To do - List each line of the material below that contains the string "backpack", copying every such line in full. Treat the match as case-sensitive.

Excerpted data -
★ ★ ★
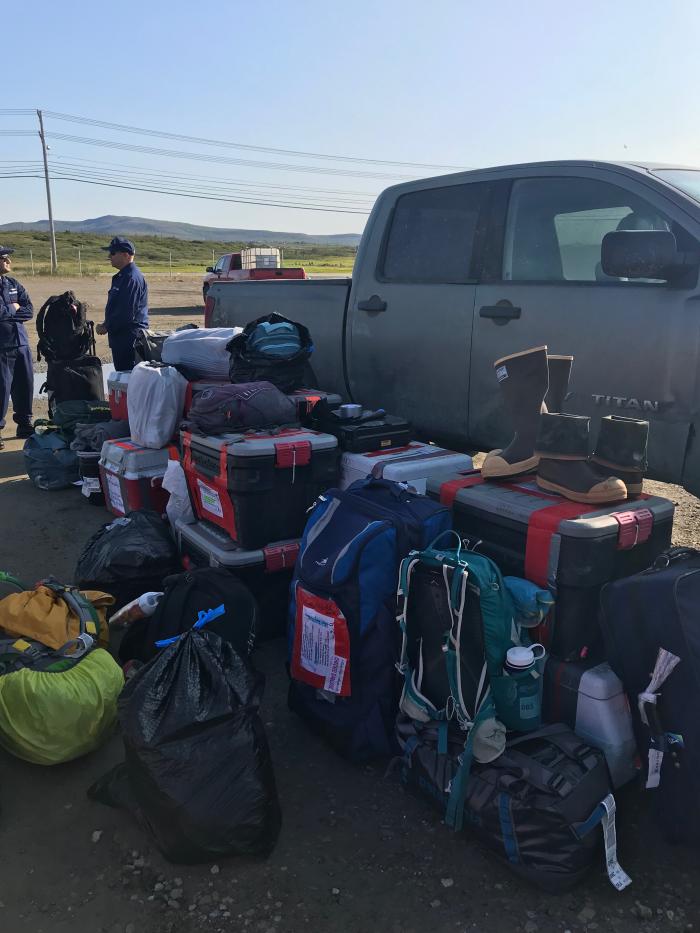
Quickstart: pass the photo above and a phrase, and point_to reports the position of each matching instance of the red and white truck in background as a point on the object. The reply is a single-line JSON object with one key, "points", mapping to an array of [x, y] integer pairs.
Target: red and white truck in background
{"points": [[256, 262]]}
★ ★ ★
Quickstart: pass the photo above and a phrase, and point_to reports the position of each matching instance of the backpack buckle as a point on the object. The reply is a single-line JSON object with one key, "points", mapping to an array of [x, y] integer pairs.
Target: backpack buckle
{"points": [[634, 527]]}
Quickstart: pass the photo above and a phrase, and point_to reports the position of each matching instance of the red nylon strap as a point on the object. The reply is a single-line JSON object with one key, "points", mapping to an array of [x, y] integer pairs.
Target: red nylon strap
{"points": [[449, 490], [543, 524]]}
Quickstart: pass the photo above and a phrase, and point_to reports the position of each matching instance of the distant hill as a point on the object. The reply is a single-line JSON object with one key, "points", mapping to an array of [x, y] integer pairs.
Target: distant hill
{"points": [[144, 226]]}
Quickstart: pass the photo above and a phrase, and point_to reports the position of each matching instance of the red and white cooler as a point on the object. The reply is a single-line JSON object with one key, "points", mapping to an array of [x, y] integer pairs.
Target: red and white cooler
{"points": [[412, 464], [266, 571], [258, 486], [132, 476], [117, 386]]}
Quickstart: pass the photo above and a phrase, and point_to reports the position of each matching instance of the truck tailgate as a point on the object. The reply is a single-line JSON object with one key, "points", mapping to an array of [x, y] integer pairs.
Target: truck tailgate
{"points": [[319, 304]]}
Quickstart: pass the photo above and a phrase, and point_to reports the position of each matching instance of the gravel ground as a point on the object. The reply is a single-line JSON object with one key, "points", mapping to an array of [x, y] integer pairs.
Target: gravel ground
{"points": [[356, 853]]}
★ ★ ★
Exercise response -
Quickstart: pass the photo above and a phrase, and point_to reports the position of each matching instance of the backpack buckle as a point on the object. The reply is a single-line JSON object with one key, "points", mapping to an array of [x, y] integer pairs.
Target: backpack buckle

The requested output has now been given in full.